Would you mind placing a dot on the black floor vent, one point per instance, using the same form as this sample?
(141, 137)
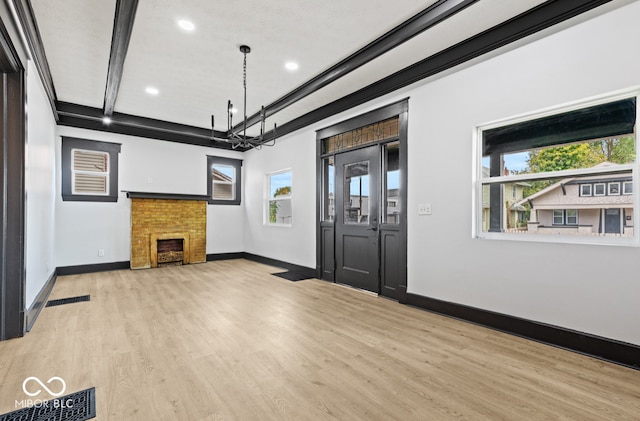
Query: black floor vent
(69, 300)
(77, 406)
(292, 276)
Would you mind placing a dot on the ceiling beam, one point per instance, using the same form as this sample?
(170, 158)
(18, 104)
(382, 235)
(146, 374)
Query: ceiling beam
(122, 28)
(91, 118)
(528, 23)
(419, 23)
(32, 34)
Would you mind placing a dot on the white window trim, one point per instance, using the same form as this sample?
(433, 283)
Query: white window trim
(561, 216)
(268, 199)
(604, 189)
(479, 181)
(566, 217)
(613, 183)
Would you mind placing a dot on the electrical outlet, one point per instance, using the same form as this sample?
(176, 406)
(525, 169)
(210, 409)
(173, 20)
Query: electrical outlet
(424, 209)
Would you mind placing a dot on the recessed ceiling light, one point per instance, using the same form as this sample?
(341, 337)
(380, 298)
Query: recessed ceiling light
(291, 66)
(186, 25)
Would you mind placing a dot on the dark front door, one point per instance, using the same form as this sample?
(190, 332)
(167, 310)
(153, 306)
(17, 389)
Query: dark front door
(357, 218)
(612, 221)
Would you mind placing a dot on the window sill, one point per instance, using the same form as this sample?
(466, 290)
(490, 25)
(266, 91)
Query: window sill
(607, 240)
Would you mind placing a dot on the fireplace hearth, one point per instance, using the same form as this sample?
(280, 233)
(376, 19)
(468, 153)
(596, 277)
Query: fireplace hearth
(170, 252)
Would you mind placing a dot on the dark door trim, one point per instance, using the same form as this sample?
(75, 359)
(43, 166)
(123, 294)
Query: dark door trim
(325, 230)
(12, 189)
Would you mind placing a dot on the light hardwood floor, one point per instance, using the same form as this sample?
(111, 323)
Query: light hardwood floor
(228, 341)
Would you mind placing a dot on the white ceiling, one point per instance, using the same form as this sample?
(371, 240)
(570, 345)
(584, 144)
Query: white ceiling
(196, 73)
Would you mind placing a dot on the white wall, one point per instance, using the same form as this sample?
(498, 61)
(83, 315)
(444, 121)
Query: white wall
(145, 165)
(589, 288)
(40, 187)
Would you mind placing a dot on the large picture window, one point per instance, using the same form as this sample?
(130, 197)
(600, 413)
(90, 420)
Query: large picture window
(224, 180)
(557, 175)
(279, 194)
(89, 170)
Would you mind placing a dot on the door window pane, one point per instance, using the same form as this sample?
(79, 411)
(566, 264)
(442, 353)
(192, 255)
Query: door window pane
(328, 189)
(391, 199)
(356, 193)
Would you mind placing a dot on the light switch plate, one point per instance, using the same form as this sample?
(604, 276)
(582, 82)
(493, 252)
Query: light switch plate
(424, 209)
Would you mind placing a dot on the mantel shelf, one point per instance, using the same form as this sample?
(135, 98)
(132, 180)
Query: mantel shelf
(167, 196)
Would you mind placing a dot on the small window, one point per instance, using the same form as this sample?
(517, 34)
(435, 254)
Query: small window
(392, 187)
(224, 177)
(599, 189)
(328, 189)
(614, 189)
(89, 170)
(558, 217)
(572, 216)
(278, 203)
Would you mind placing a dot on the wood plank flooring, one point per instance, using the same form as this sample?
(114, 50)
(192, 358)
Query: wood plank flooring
(228, 341)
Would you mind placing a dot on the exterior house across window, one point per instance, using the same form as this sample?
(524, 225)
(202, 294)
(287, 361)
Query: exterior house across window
(224, 180)
(576, 166)
(278, 206)
(89, 170)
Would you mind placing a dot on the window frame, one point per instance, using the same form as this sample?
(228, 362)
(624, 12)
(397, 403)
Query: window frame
(595, 189)
(496, 182)
(69, 144)
(566, 217)
(609, 185)
(237, 182)
(269, 199)
(561, 212)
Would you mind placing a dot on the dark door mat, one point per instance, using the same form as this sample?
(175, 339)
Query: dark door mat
(292, 276)
(69, 300)
(77, 406)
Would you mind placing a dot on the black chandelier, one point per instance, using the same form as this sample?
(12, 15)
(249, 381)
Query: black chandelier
(238, 138)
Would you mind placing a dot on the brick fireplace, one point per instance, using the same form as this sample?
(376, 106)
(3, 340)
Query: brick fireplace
(167, 229)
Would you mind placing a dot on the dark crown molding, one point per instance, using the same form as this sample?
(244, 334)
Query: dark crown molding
(528, 23)
(419, 23)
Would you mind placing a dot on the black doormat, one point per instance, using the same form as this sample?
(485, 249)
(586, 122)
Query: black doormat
(69, 300)
(292, 276)
(77, 406)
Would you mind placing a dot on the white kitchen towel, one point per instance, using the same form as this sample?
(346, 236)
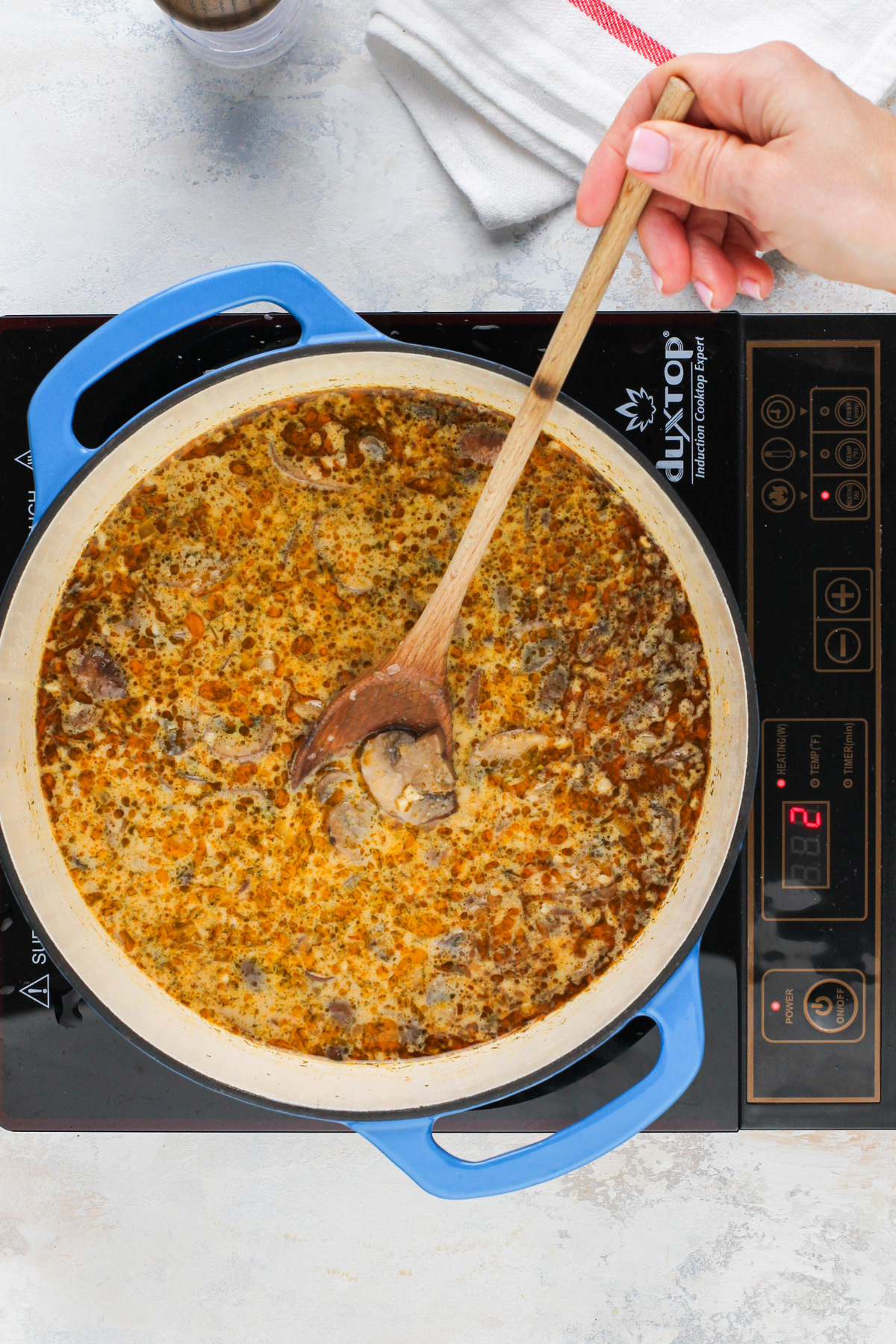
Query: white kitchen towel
(514, 94)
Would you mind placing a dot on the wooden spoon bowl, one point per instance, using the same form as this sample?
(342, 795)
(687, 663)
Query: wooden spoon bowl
(408, 688)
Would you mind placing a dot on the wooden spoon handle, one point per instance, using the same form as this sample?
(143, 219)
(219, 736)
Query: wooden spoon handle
(426, 645)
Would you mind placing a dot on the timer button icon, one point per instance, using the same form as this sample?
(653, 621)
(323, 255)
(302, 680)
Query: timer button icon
(778, 411)
(778, 497)
(850, 495)
(850, 410)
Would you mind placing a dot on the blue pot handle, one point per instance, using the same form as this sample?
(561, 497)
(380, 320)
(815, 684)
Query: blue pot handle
(677, 1012)
(55, 452)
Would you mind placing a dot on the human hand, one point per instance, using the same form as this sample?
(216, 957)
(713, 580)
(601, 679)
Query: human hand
(777, 154)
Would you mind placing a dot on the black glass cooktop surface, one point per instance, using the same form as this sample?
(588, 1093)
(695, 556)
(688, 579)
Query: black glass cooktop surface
(771, 429)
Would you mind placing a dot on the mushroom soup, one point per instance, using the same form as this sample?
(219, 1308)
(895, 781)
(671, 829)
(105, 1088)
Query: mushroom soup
(393, 905)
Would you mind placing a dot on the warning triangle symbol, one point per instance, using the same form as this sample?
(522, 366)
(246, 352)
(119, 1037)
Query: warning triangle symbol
(38, 991)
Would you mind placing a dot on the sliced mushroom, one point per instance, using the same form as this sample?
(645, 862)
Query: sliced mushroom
(472, 697)
(349, 824)
(176, 739)
(408, 777)
(231, 746)
(511, 745)
(312, 477)
(252, 974)
(199, 576)
(538, 656)
(80, 718)
(341, 1012)
(554, 688)
(481, 443)
(374, 448)
(503, 596)
(97, 672)
(329, 783)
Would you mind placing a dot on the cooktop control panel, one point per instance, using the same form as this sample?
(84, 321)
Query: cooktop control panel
(813, 609)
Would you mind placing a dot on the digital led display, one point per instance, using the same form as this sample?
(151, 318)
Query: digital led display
(806, 833)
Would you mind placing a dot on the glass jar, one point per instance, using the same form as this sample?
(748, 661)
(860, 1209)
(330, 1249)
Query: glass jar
(237, 34)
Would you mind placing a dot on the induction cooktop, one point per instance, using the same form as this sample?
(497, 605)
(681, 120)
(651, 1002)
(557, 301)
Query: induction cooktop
(777, 432)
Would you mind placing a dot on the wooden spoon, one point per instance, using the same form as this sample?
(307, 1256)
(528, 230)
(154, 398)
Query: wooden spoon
(408, 688)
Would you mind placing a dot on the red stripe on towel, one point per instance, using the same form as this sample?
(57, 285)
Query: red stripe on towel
(623, 31)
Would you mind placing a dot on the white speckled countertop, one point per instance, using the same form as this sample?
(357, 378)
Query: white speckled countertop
(125, 168)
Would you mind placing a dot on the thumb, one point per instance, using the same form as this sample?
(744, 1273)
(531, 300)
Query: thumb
(711, 168)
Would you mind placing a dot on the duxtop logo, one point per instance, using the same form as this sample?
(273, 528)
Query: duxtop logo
(640, 409)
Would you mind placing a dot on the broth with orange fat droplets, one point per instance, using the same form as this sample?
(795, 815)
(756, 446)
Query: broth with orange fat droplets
(370, 915)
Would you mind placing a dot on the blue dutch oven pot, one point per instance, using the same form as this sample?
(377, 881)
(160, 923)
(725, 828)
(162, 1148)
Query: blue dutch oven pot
(391, 1104)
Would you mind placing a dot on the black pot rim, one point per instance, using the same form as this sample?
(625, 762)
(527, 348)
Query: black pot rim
(635, 1008)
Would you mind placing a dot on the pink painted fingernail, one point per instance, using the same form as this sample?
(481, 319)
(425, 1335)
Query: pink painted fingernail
(704, 293)
(649, 151)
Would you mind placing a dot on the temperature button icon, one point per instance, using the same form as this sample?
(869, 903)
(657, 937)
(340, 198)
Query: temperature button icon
(850, 455)
(778, 455)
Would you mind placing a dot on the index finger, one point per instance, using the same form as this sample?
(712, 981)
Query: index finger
(602, 179)
(734, 93)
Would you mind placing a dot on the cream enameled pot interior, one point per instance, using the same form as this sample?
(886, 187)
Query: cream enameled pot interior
(139, 1003)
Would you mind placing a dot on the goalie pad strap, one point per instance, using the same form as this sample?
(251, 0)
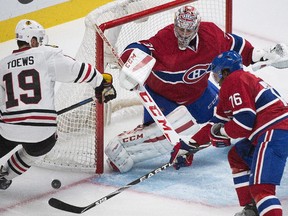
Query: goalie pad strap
(146, 142)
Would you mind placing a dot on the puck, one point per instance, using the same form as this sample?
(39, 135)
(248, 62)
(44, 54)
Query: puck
(56, 184)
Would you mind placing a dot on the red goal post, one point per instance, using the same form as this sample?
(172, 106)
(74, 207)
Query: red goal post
(81, 132)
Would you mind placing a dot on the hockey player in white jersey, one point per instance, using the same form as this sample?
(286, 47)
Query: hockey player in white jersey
(28, 115)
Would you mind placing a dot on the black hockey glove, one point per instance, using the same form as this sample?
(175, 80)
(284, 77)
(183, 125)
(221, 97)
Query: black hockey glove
(105, 91)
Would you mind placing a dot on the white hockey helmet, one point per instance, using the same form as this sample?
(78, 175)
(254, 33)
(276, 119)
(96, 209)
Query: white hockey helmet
(186, 25)
(27, 29)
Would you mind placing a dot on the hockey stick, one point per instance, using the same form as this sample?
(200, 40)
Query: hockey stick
(58, 204)
(279, 64)
(81, 103)
(144, 96)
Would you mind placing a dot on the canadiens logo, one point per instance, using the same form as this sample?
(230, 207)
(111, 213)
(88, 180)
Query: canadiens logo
(195, 73)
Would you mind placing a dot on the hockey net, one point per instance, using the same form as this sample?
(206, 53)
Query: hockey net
(81, 131)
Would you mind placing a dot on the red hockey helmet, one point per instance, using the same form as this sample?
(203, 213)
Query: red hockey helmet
(186, 25)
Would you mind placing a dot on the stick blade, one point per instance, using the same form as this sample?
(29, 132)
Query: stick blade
(58, 204)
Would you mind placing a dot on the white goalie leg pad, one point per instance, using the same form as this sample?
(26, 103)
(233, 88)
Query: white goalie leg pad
(146, 142)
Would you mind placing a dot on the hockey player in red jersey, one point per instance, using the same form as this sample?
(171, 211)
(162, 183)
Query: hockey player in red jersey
(180, 77)
(250, 109)
(28, 115)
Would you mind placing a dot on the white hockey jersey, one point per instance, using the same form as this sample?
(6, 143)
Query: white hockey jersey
(27, 83)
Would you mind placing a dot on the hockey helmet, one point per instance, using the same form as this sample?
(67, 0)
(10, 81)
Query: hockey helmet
(186, 24)
(27, 29)
(227, 61)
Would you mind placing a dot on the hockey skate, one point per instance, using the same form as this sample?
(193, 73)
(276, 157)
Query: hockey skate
(4, 183)
(249, 210)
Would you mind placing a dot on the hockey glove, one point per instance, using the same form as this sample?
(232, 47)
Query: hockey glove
(105, 91)
(217, 138)
(182, 154)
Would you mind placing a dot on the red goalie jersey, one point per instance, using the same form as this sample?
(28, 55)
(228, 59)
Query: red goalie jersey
(182, 75)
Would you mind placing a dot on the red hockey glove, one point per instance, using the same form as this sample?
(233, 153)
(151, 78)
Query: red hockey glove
(218, 139)
(105, 91)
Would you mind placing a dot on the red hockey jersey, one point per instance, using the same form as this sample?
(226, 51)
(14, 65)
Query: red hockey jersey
(182, 76)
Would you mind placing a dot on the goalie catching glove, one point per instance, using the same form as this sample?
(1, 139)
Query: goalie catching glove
(218, 137)
(276, 56)
(105, 91)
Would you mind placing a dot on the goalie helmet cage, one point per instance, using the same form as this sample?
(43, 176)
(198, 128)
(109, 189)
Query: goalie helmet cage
(80, 144)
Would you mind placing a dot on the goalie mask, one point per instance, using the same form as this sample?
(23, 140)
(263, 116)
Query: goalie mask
(27, 29)
(186, 25)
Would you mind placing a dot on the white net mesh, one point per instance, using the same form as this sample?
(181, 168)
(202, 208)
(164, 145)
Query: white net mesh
(76, 147)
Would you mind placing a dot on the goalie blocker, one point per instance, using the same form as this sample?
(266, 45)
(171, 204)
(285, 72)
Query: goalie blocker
(147, 142)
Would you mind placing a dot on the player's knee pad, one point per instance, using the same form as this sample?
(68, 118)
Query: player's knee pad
(146, 142)
(236, 163)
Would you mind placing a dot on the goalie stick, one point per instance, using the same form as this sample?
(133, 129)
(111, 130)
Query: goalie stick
(58, 204)
(144, 96)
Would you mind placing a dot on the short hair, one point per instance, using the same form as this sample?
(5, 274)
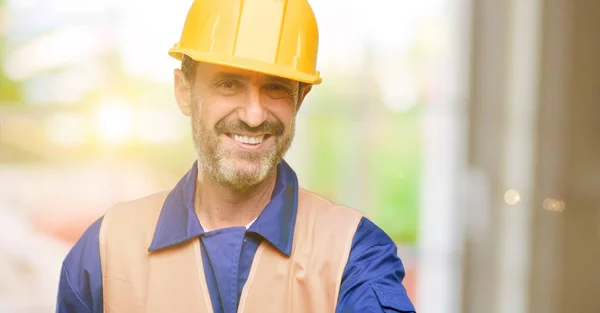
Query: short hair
(188, 67)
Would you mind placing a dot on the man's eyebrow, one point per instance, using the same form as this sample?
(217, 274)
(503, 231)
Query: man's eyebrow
(275, 79)
(226, 75)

Required work
Output exactly the lines from the one containing "Would you mind placing a dot on the white net" through the last line of the records above, both included, and leave out the pictures.

Response below
Would you mind placing a dot on the white net mesh, one point per instance, using the same form as this sample?
(181, 168)
(202, 208)
(164, 145)
Query: white net mesh
(76, 147)
Would you mind placing a dot on the goalie blocker, one point per instance, using the same form as this sample?
(266, 45)
(171, 204)
(285, 72)
Query: goalie blocker
(147, 142)
Would you mind placing a dot on the player's knee pad, one point per instance, using the same form as this sample?
(68, 118)
Query: player's knee pad
(146, 142)
(236, 163)
Would you mind placing a dot on the goalie stick, one point per instance, using the same form as this sample?
(133, 129)
(111, 130)
Query: goalie stick
(58, 204)
(144, 96)
Would you mind placing a dot on the short hair, one point per instance, using the same form as this sample?
(5, 274)
Query: short hair
(188, 67)
Would you mind placing a dot on the man's eyebrow, one point per instance, using the same form as this sample?
(217, 274)
(503, 231)
Query: man's eyebrow
(275, 79)
(226, 75)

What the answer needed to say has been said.